Exercise requirements ▸ With the records as your source, report how many lines contain "rough". Add no other words.

Given data ▸
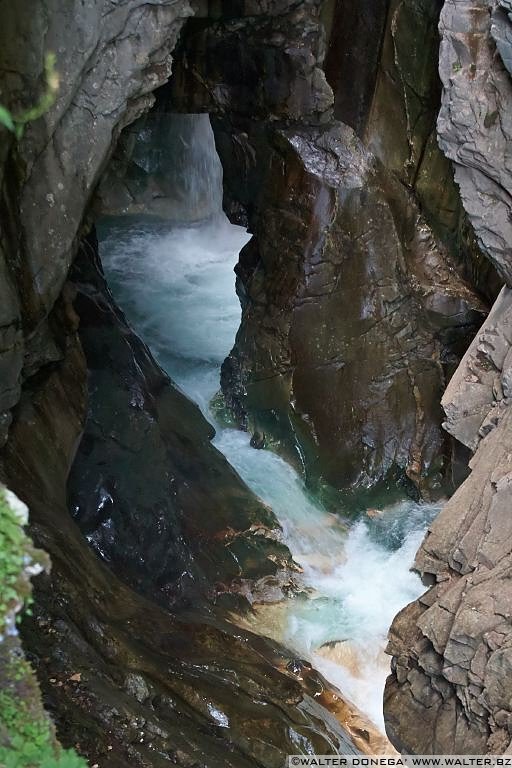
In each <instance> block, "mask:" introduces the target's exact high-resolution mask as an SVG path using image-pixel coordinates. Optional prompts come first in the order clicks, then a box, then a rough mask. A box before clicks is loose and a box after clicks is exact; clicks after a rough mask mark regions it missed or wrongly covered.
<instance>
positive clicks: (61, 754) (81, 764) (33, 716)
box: [0, 691, 87, 768]
mask: <svg viewBox="0 0 512 768" xmlns="http://www.w3.org/2000/svg"><path fill="white" fill-rule="evenodd" d="M0 722H1V724H2V729H5V730H6V731H7V733H8V734H9V737H8V742H9V743H8V746H2V745H1V744H0V765H1V766H2V768H86V765H87V763H86V762H85V760H83V758H81V757H79V756H78V755H77V754H76V752H74V751H73V750H63V749H60V748H59V747H57V748H56V746H55V742H54V740H53V738H52V733H51V730H50V727H49V722H48V719H47V718H46V716H45V715H43V716H42V717H41V718H40V719H37V718H34V716H33V714H32V713H31V712H30V711H29V707H28V706H27V704H26V703H25V702H24V701H23V700H22V699H20V698H18V697H15V695H14V694H13V693H12V692H11V691H1V692H0Z"/></svg>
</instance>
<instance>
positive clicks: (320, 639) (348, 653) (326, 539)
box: [98, 115, 438, 730]
mask: <svg viewBox="0 0 512 768" xmlns="http://www.w3.org/2000/svg"><path fill="white" fill-rule="evenodd" d="M198 120H199V121H200V122H201V130H202V131H204V121H205V120H206V121H207V120H208V117H207V116H206V115H204V116H198ZM210 134H211V131H210ZM209 141H210V144H211V146H210V149H209V151H211V152H212V153H214V152H215V149H214V144H213V138H212V137H211V136H210V139H209ZM193 172H194V169H193V168H191V173H193ZM216 194H218V195H219V199H221V198H220V195H221V194H222V193H221V189H220V188H218V189H217V192H216ZM98 232H99V236H100V251H101V257H102V261H103V265H104V268H105V272H106V274H107V278H108V281H109V285H110V287H111V289H112V291H113V293H114V296H115V297H116V300H117V301H118V303H119V304H120V306H121V307H122V308H123V310H124V312H125V314H126V316H127V318H128V320H129V322H130V323H131V324H132V325H133V327H134V328H135V329H136V331H137V332H138V333H139V335H140V336H141V337H142V338H143V339H144V341H145V342H146V343H147V344H148V345H149V346H150V348H151V349H152V351H153V353H154V355H155V357H156V358H157V359H158V361H159V362H160V364H161V365H162V367H163V368H164V369H165V370H166V371H167V372H168V373H169V375H170V376H171V377H172V379H173V380H174V381H175V382H176V384H177V385H178V386H179V387H181V389H182V390H183V391H184V392H185V393H186V394H187V395H188V396H189V397H190V398H191V399H192V400H194V401H195V402H196V403H197V404H198V405H199V407H200V408H201V410H202V411H203V413H204V414H205V416H206V417H207V418H208V419H209V420H210V421H211V422H212V423H213V424H214V426H215V428H216V430H217V434H216V437H215V440H214V443H215V445H216V446H217V448H218V449H219V450H220V451H221V452H222V453H223V454H224V455H225V456H226V457H227V459H228V460H229V461H230V463H231V464H232V465H233V466H234V467H235V469H236V470H237V471H238V473H239V474H240V476H241V477H242V478H243V479H244V481H245V482H246V483H247V485H248V486H249V487H250V488H251V489H252V490H253V491H254V492H255V493H256V494H257V495H258V496H259V497H260V498H262V499H263V500H264V501H265V502H266V503H267V504H269V505H270V506H271V507H272V508H273V510H274V512H275V514H276V516H277V518H278V519H279V521H280V523H281V525H282V527H283V530H284V539H285V542H286V543H287V544H288V546H289V548H290V550H291V552H292V554H293V556H294V558H295V560H296V561H297V562H299V563H300V564H301V565H302V567H303V568H304V577H305V581H306V583H307V585H308V586H309V587H310V588H311V595H310V597H309V598H306V597H303V598H295V599H291V600H289V601H288V602H287V603H286V604H285V605H284V606H280V608H279V610H278V614H277V615H278V617H279V628H278V629H276V628H275V627H273V628H269V627H267V626H262V627H260V631H261V632H262V633H263V634H265V633H268V634H270V633H272V635H273V636H274V637H276V639H279V640H281V641H282V642H284V643H285V644H286V645H287V646H288V647H289V648H291V649H293V650H294V652H296V653H297V654H298V655H299V656H300V657H301V658H306V659H308V660H310V661H311V662H312V663H313V665H314V666H315V667H316V668H317V669H319V671H321V672H322V673H323V674H324V675H325V677H327V678H328V679H329V680H331V681H332V682H333V683H334V684H336V685H337V686H338V687H339V688H340V689H341V691H342V692H343V694H344V696H345V697H346V698H347V699H348V700H351V701H352V702H353V703H354V704H356V705H357V706H358V707H359V709H361V710H362V711H363V712H364V713H366V714H367V715H368V716H369V717H370V719H372V720H373V721H374V723H375V724H376V725H377V726H378V727H379V728H380V729H382V730H383V717H382V692H383V686H384V681H385V678H386V676H387V674H388V669H389V659H388V658H386V657H384V656H383V648H384V646H385V643H386V634H387V630H388V628H389V625H390V623H391V620H392V618H393V617H394V615H395V614H396V613H397V611H398V610H399V609H400V608H402V607H403V606H404V605H405V604H406V603H408V602H409V601H411V600H413V599H414V598H416V597H417V596H418V595H419V594H421V592H422V585H421V582H420V580H419V578H418V577H417V576H416V575H415V574H413V573H411V571H410V570H409V568H410V565H411V563H412V560H413V556H414V552H415V550H416V549H417V547H418V545H419V543H420V541H421V539H422V536H423V534H424V531H425V529H426V526H427V525H428V523H429V522H430V520H431V519H432V518H433V516H434V515H435V514H436V513H437V511H438V508H437V507H435V506H433V505H419V504H415V503H413V502H412V501H403V502H401V503H399V504H395V505H394V506H392V507H388V508H386V509H384V510H383V511H382V514H381V515H379V516H377V517H375V518H369V517H368V518H367V517H366V516H364V519H359V520H358V521H357V522H355V523H354V524H353V525H352V527H351V528H350V529H349V530H348V532H347V531H346V529H345V528H344V527H343V526H342V525H340V524H339V523H338V522H337V519H336V516H335V515H333V514H331V513H329V512H326V511H325V510H324V509H323V508H322V507H321V506H320V505H319V504H318V503H317V502H316V501H315V500H314V499H313V498H312V497H311V495H310V494H309V493H308V492H307V490H306V489H305V487H304V484H303V482H302V480H301V478H300V477H299V476H298V474H297V473H296V472H295V470H294V469H292V467H291V466H290V465H288V464H287V463H286V462H285V461H284V460H283V459H281V458H279V456H277V455H276V454H274V453H272V452H270V451H266V450H255V449H253V448H251V447H250V446H249V435H248V434H246V433H243V432H240V431H238V430H235V429H225V428H222V427H220V426H219V425H218V424H216V423H215V419H214V417H213V415H212V413H211V411H210V409H209V403H210V401H211V398H212V397H213V395H215V393H216V392H217V391H218V389H219V372H220V366H221V363H222V361H223V360H224V358H225V356H226V355H227V354H228V352H229V351H230V349H231V347H232V345H233V341H234V337H235V333H236V331H237V328H238V324H239V321H240V305H239V302H238V298H237V296H236V294H235V288H234V273H233V268H234V266H235V264H236V262H237V259H238V253H239V251H240V249H241V248H242V246H243V245H244V244H245V243H246V242H247V241H248V239H249V236H248V235H247V234H246V232H245V231H244V230H243V229H242V228H240V227H235V226H232V225H231V224H230V223H229V222H228V220H227V219H226V217H225V216H224V215H223V214H221V213H219V214H218V215H217V216H215V217H214V218H212V219H211V220H209V221H204V222H200V223H197V224H187V225H186V226H176V225H170V224H168V223H166V222H162V221H157V220H155V219H145V220H144V219H142V218H138V219H136V218H133V217H125V218H120V219H116V220H109V221H105V222H103V223H102V224H101V225H100V226H99V228H98ZM275 616H276V614H275V613H274V617H275ZM274 621H275V618H274ZM254 629H256V631H257V629H258V627H257V626H255V627H254Z"/></svg>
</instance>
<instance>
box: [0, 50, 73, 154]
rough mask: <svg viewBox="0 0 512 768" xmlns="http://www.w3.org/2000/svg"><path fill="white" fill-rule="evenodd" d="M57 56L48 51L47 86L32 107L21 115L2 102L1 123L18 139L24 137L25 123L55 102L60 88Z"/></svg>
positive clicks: (44, 69) (25, 123) (47, 62)
mask: <svg viewBox="0 0 512 768" xmlns="http://www.w3.org/2000/svg"><path fill="white" fill-rule="evenodd" d="M56 61H57V59H56V56H55V54H54V53H47V54H46V56H45V60H44V74H45V82H46V88H45V91H44V93H43V94H42V96H41V98H40V99H39V101H38V102H37V104H34V106H33V107H30V109H27V110H25V112H22V113H21V114H20V115H13V114H12V112H10V110H8V109H7V108H6V107H3V106H2V105H1V104H0V125H3V126H4V128H7V130H8V131H10V132H11V133H14V135H15V136H16V138H17V139H18V141H19V140H20V139H21V138H22V136H23V132H24V130H25V125H26V124H27V123H31V122H33V121H34V120H37V119H38V118H39V117H42V115H44V114H45V113H46V112H48V110H49V109H50V107H51V106H52V105H53V103H54V102H55V99H56V98H57V92H58V90H59V75H58V73H57V70H56V68H55V64H56Z"/></svg>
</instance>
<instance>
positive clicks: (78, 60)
mask: <svg viewBox="0 0 512 768" xmlns="http://www.w3.org/2000/svg"><path fill="white" fill-rule="evenodd" d="M191 13H192V11H191V9H190V6H189V4H188V2H186V0H183V1H182V2H175V1H174V0H157V2H152V3H151V4H148V3H143V2H140V0H130V2H127V3H115V4H112V3H110V2H107V1H106V0H105V1H103V0H98V1H95V2H91V3H87V4H84V3H82V2H79V0H76V2H72V3H68V4H67V5H66V6H65V8H64V7H63V5H62V3H60V2H58V0H51V2H49V3H45V4H41V3H31V4H30V10H28V7H27V6H24V7H21V6H20V5H18V6H16V5H13V4H12V3H9V2H7V1H5V2H4V1H2V2H1V3H0V15H1V17H2V22H3V24H2V33H1V40H2V45H1V46H0V48H1V53H0V91H1V94H2V104H3V105H4V106H5V107H8V108H9V109H11V111H12V113H13V114H14V115H15V116H16V115H18V114H20V113H22V112H23V111H24V110H26V109H28V108H30V107H32V106H33V105H34V104H35V103H36V102H37V100H38V98H39V96H40V94H41V84H42V79H43V68H44V58H45V55H46V54H48V53H49V52H54V53H55V54H56V69H57V71H58V73H59V76H60V86H59V91H58V98H57V101H56V103H55V104H54V106H53V107H52V108H51V109H50V110H49V111H48V112H47V113H46V114H45V115H43V117H41V118H40V119H39V120H37V121H36V122H34V123H31V124H30V123H29V124H28V126H27V128H26V131H25V134H24V137H23V139H22V140H21V141H20V142H18V143H16V142H10V141H9V137H8V134H7V131H6V130H5V129H4V128H3V127H2V128H0V130H1V131H2V141H1V144H2V150H1V157H0V159H1V161H2V166H3V167H2V177H1V180H2V182H3V185H2V195H1V207H2V208H1V210H2V216H1V218H2V224H1V237H0V240H1V250H0V279H1V299H2V300H1V302H0V306H1V309H0V374H1V376H0V443H1V442H4V441H5V439H6V436H7V435H6V433H7V426H8V423H9V421H10V417H9V416H8V414H7V412H8V410H9V409H10V408H12V407H13V406H14V405H15V404H16V402H17V400H18V399H19V396H20V393H21V384H22V382H23V381H24V380H26V378H27V377H28V376H30V375H32V374H33V373H34V371H35V370H37V369H39V368H41V367H42V366H44V365H46V364H48V363H50V364H51V363H52V362H53V361H54V358H55V339H54V336H52V334H51V331H50V329H49V328H48V327H47V325H46V319H47V317H48V314H49V313H50V312H51V310H52V308H53V305H54V303H55V301H56V300H57V298H58V296H59V294H60V292H61V289H62V286H63V284H64V282H65V280H66V275H67V271H68V269H69V266H70V264H71V261H72V259H73V255H74V249H75V246H76V238H77V233H78V229H79V227H80V225H81V222H82V219H83V216H84V211H85V208H86V206H87V204H88V201H89V198H90V195H91V193H92V191H93V189H94V187H95V185H96V184H97V182H98V179H99V178H100V175H101V172H102V170H103V167H104V165H105V162H106V161H107V159H108V157H109V155H110V153H111V150H112V147H113V144H114V143H115V140H116V138H117V136H118V135H119V133H120V131H121V129H122V128H123V127H124V126H125V125H127V124H128V123H130V122H131V121H132V120H134V118H135V117H137V116H138V115H139V114H141V112H143V111H144V110H145V109H147V108H148V106H149V105H150V104H151V103H152V100H153V97H152V91H154V90H155V88H157V87H158V86H159V85H161V84H162V83H164V82H165V81H166V80H167V78H168V77H169V75H170V71H171V51H172V49H173V47H174V45H175V43H176V39H177V37H178V33H179V30H180V28H181V26H182V24H183V23H184V21H185V19H186V18H187V17H188V16H190V14H191ZM9 149H10V150H11V151H10V154H9V155H8V151H9ZM4 161H5V165H4ZM35 354H36V355H37V357H38V360H37V364H36V365H34V364H33V363H34V355H35ZM25 356H28V357H29V359H30V360H31V364H30V366H29V367H28V368H27V366H26V364H25V362H24V357H25Z"/></svg>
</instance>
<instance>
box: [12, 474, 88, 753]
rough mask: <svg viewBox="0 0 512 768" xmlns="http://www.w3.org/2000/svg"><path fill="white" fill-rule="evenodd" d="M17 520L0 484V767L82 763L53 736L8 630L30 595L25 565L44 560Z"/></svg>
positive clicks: (18, 640)
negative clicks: (0, 585) (60, 746)
mask: <svg viewBox="0 0 512 768" xmlns="http://www.w3.org/2000/svg"><path fill="white" fill-rule="evenodd" d="M23 522H24V520H23V515H21V516H20V514H19V512H18V513H17V512H16V511H15V510H13V509H12V508H11V505H10V504H9V502H8V499H7V497H6V494H5V493H4V491H3V490H2V488H1V487H0V584H1V597H0V685H1V690H0V768H86V766H87V763H86V762H85V760H83V758H81V757H79V756H78V755H77V754H76V752H74V750H63V749H62V748H61V747H60V745H59V744H58V742H57V741H56V738H55V733H54V728H53V725H52V723H51V721H50V719H49V717H48V716H47V714H46V712H45V711H44V708H43V706H42V702H41V697H40V692H39V688H38V686H37V681H36V679H35V675H34V672H33V670H32V667H31V666H30V664H29V663H28V661H27V660H26V659H25V657H24V655H23V652H22V650H21V647H20V645H19V639H18V638H17V637H16V636H15V635H13V629H14V616H16V615H19V611H20V610H21V609H22V607H23V605H26V604H27V603H28V602H29V600H30V599H31V598H30V580H29V575H28V574H27V567H28V566H33V565H34V563H38V562H40V560H41V559H43V562H44V557H43V554H44V553H40V552H39V551H38V550H34V548H33V545H32V542H31V541H30V539H29V538H28V536H27V535H26V534H25V532H24V530H23Z"/></svg>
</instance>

Your solution ▸ 3